*GIVEN PROBLEM*
Extract every line of the listing below that contains the string "green".

─── SOURCE RECORDS ───

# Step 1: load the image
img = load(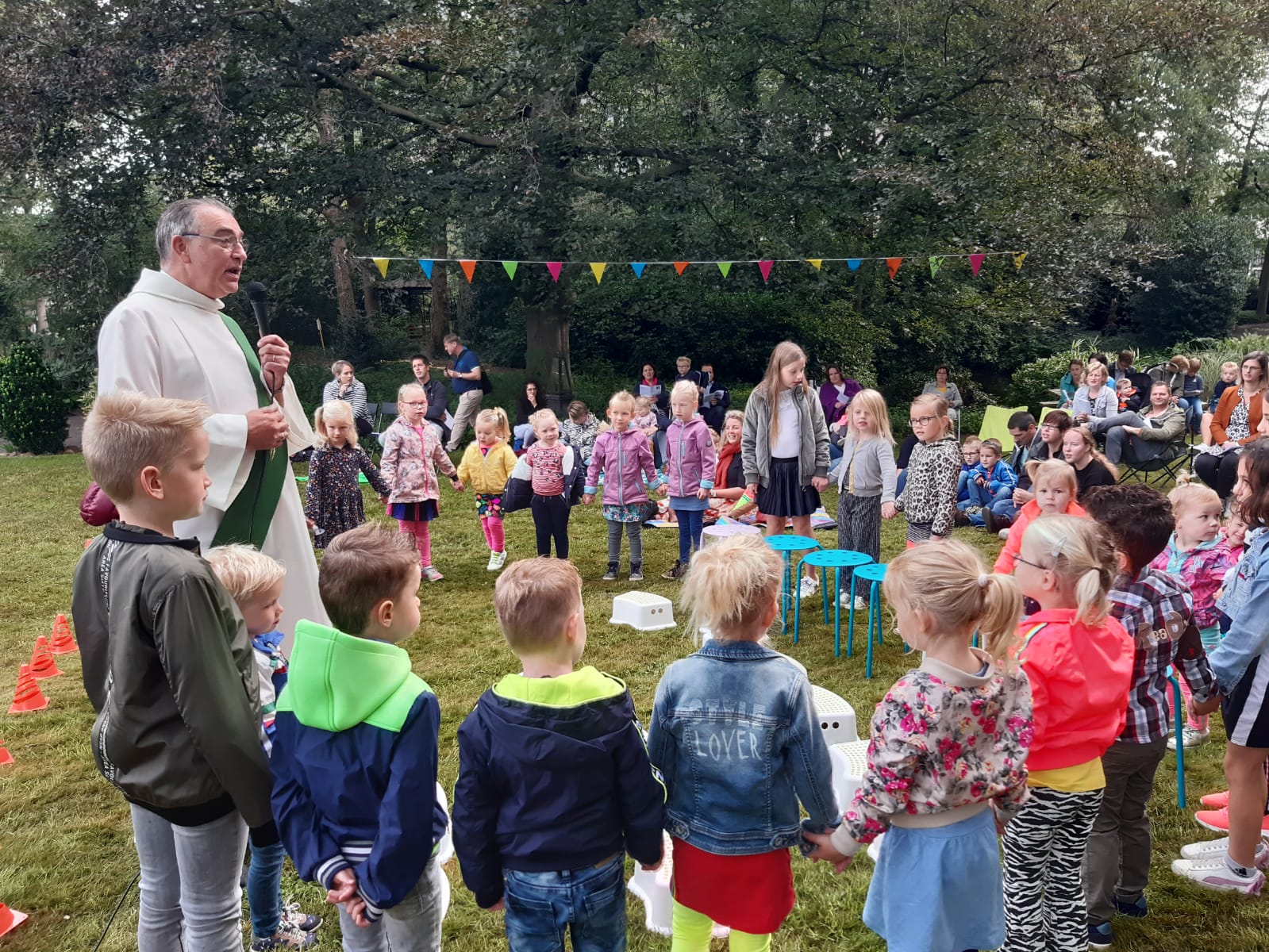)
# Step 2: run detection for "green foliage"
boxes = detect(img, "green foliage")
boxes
[0,343,76,453]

───

*REPLY TO THE EXERCISE*
# Step 2: run detection for "green foliage"
boxes = detect(img, "green foliage")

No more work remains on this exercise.